++++ STUDY TEXT ++++
These lieutenants are always jockeying for higher standing and more power within the VCF. They achieve this standing by ensuring that the organization’s drugs are distributed, the money from drug sales collected, and its rules enforced. In the narco-trafficking world, those who violate the rules face the ultimate fate: execution.
Fernando Reyes, a Mexican attorney and drug smuggler, was one such individual who ran afoul of the VCF business model. He had 1,000 pounds of marijuana that he was trying to move from Juárez into the United States. He naively approached Santillan for help with his plan. Santillan saw both a threat from a potential business rival and an opportunity to advance his standing within the VCF.
As a result, Reyes was tricked into coming to the House of Death under the pretense of a business meeting. As he sat in a folding chair in the living room with two Santillan associates (one of whom was a U.S. government informant), two Juárez policemen burst into the living room and (with the help of the informant) restrained Reyes using duct tape. One of the cops stripped an electrical cord from a lamp and wrapped it around the lawyer’s neck, choking him until the cord snapped. The informant then pointed to a plastic bag. One of the cops grabbed the bag and placed it over Reyes’ head. Reyes struggled for air (the bag being sucked into his mouth with each breath). Reyes by now was near death, but still moving. So one of the policemen bashed Reyes with a shovel across the back of his head until his neck snapped.
++++ RECORD EXTRACTS ++++
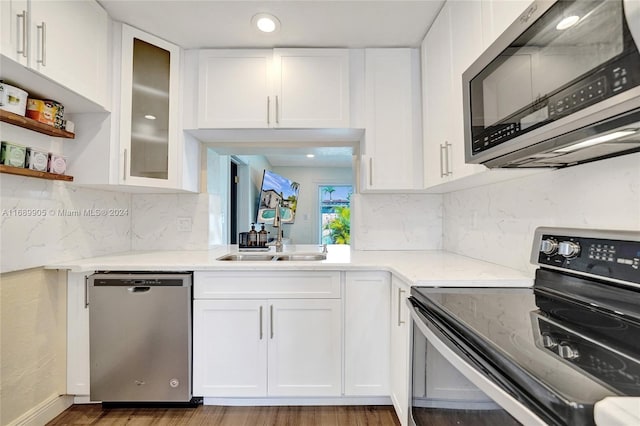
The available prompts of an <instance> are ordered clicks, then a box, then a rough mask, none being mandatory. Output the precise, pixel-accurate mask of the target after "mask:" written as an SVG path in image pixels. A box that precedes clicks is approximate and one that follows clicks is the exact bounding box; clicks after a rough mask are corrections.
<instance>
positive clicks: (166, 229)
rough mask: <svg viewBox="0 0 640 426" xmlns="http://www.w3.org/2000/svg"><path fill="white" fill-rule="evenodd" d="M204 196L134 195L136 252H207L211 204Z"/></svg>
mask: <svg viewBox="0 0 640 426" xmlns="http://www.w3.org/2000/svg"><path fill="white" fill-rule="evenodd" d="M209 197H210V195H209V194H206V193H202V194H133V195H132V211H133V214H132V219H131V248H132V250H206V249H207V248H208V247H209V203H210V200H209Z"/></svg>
++++
++++ RECORD EXTRACTS ++++
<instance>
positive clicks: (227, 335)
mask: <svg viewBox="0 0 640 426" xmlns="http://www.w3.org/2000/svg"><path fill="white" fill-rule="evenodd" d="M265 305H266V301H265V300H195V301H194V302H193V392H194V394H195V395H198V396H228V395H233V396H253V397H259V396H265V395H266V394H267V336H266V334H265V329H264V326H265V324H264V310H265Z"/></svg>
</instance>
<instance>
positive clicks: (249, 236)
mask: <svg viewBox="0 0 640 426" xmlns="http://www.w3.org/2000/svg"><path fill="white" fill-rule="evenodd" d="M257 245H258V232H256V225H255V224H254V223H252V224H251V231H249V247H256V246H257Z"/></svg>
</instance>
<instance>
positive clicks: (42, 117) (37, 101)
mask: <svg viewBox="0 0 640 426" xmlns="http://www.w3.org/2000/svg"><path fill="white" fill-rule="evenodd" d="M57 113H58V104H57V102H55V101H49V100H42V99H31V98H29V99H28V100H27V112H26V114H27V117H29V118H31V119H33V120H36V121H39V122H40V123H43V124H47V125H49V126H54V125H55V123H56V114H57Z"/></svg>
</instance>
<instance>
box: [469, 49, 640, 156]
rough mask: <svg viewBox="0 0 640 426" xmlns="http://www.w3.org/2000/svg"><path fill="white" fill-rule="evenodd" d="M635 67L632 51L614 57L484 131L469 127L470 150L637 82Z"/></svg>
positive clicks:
++++
▸ **ACTIONS TO TAKE**
1: Duplicate everything in the account of the Juárez drug organization from "These lieutenants are" down to "ultimate fate: execution.".
2: Pick up the account of the Juárez drug organization after its last sentence and continue it.

▸ **TASK-BY-TASK ANSWERS**
1:
These lieutenants are always jockeying for higher standing and more power within the VCF. They achieve this standing by ensuring that the organization’s drugs are distributed, the money from drug sales collected, and its rules enforced. In the narco-trafficking world, those who violate the rules face the ultimate fate: execution.

2:
The fact that the House of Death exists (and assuredly countless others like it along the border) should not be surprising given the ruthless nature of the narco-trafficking business. What is surprising is that we know about this particular House of Death in the first place.
After all, from the street, and to the world at large, the House of Death appears to be an ordinary house. We only know of its sinister purpose because we have chosen to enter this portal into the netherworld of the drug war.
And now, yet another document has come to light that provides us with new insight into that netherworld. That document, filed as an exhibit in a federal court case in El Paso, Texas, is a previously unpublished interview with the House of Death informant.
In the interview, the informant, who received some $200,000 from the U.S. government for his work, reveals, among other startling claims, that one of the individuals murdered as a result of his involvement in the case was an FBI informant. The informant also details the close relationship between narco-trafficking organizations and the Mexican government.
In addition, the informant claims the U.S. government was fully aware, at the highest levels in Washington, D.C., of his involvement in the House of Death murders, yet allowed the operation (and the murders) to continue. He also claims the U.S. government now wants him dead, and that he was “blackmailed” into going to a U.S. prison (where he still remains) to await deportation because a U.S. prosecutor threatened to send his family back to Mexico, into the hands of the narco-traffickers the informant betrayed, if he did not agree to those terms.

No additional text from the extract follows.